→ Instructions to follow:
Keeping every word and mark, copy all of the data.

[Natural language region descriptions]
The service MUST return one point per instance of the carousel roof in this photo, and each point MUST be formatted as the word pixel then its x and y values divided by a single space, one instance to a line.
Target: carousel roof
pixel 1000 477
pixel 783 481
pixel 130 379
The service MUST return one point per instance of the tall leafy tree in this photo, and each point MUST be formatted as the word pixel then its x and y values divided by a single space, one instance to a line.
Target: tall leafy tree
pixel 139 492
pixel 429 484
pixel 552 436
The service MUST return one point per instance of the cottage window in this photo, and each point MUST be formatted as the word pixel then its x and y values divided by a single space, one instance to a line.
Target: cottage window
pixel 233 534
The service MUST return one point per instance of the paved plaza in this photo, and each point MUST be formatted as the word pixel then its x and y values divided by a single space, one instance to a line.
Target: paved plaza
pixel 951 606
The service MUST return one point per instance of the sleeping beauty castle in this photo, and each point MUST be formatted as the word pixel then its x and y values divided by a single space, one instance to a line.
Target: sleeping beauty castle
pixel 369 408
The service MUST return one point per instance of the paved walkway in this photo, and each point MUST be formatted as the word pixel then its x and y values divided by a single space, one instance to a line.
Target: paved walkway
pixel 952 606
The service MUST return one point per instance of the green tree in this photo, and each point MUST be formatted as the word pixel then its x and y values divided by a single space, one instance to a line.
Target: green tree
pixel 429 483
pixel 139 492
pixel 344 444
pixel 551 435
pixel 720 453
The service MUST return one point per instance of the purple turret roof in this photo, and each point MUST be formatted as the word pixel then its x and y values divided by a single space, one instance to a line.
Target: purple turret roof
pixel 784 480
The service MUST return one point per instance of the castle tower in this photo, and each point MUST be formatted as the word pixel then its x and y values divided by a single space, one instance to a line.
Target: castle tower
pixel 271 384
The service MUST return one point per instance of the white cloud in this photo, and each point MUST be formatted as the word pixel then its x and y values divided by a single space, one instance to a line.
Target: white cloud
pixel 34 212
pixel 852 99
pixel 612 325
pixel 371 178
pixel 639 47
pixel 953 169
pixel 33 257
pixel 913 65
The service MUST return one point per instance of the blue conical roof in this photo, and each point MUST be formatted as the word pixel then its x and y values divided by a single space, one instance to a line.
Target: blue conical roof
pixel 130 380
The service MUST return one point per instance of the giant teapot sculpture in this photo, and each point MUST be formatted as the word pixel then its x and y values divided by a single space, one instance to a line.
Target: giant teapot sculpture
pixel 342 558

→ Written solution:
The service MUST return one point per instance of the carousel roof in this photo, and each point MUST be formatted as the word pixel then its x and y values divided by a single space, one instance to a line.
Target: carousel roof
pixel 1000 477
pixel 783 481
pixel 130 379
The service MUST return one point per instance of the tall leafy tree in this photo, and each point MUST be formatted as the word pixel then its x and y values divided by a single space, one instance to a line.
Target: tall leafy tree
pixel 139 492
pixel 429 484
pixel 552 436
The service MUST return one point per instance of the cottage window in this photo, and each point MUST be formatted as the word pixel then its x and y values divided by a single space, one instance to a line.
Target: cottage window
pixel 233 534
The service MUST return one point per instance of the paved plaza in this photo, and each point MUST be formatted as the word pixel then its x and y values divided by a single space, one instance to a line.
Target: paved plaza
pixel 951 606
The service MUST return one point per instance of the sleeping beauty castle in this photo, and each point MUST be formatted as the word pixel then its x and y values divided by a single space, one instance to a line.
Target: sleeping beauty castle
pixel 369 408
The service MUST return one point per instance of the paved walkway in this photo, and each point MUST be formatted as the word pixel then its x and y values divided by a single space, one instance to a line.
Target: paved walkway
pixel 952 606
The service MUST return one point per instance of the green tree in this photo, and each point MUST be formatted as the word pixel then its x and y values divided by a single space, one instance to a line.
Target: green tree
pixel 429 483
pixel 139 492
pixel 344 444
pixel 551 435
pixel 720 453
The service MUST return one point per instance of the purple turret roof in this photo, and each point MUST be formatted as the word pixel then its x and y values divided by a single space, one instance to a line.
Target: purple turret roof
pixel 784 480
The service MUST return one point per instance of the castle tower in this photo, and each point MUST be formatted as the word pixel then its x and y values divided by a single space, one instance to a line.
Target: castle tower
pixel 271 384
The service MUST return one point per instance of the white cloud in this photo, and each point MUST be formatted as the word pixel then its x and y values divided by a single space, one instance to a line.
Target: white cloud
pixel 34 212
pixel 852 99
pixel 612 325
pixel 371 178
pixel 639 47
pixel 953 169
pixel 33 257
pixel 913 65
The service MUST return one point per instance of the blue conical roof in this photo, and each point MUST be formatted as the word pixel then its x and y values divided by a single space, one instance to a line.
Target: blue conical roof
pixel 130 380
The service MUST return one point per instance of the giant teapot sculpture in this photo, and each point MUST be formatted as the word pixel then its x and y values divided by a single space, one instance to a line.
Target: giant teapot sculpture
pixel 342 558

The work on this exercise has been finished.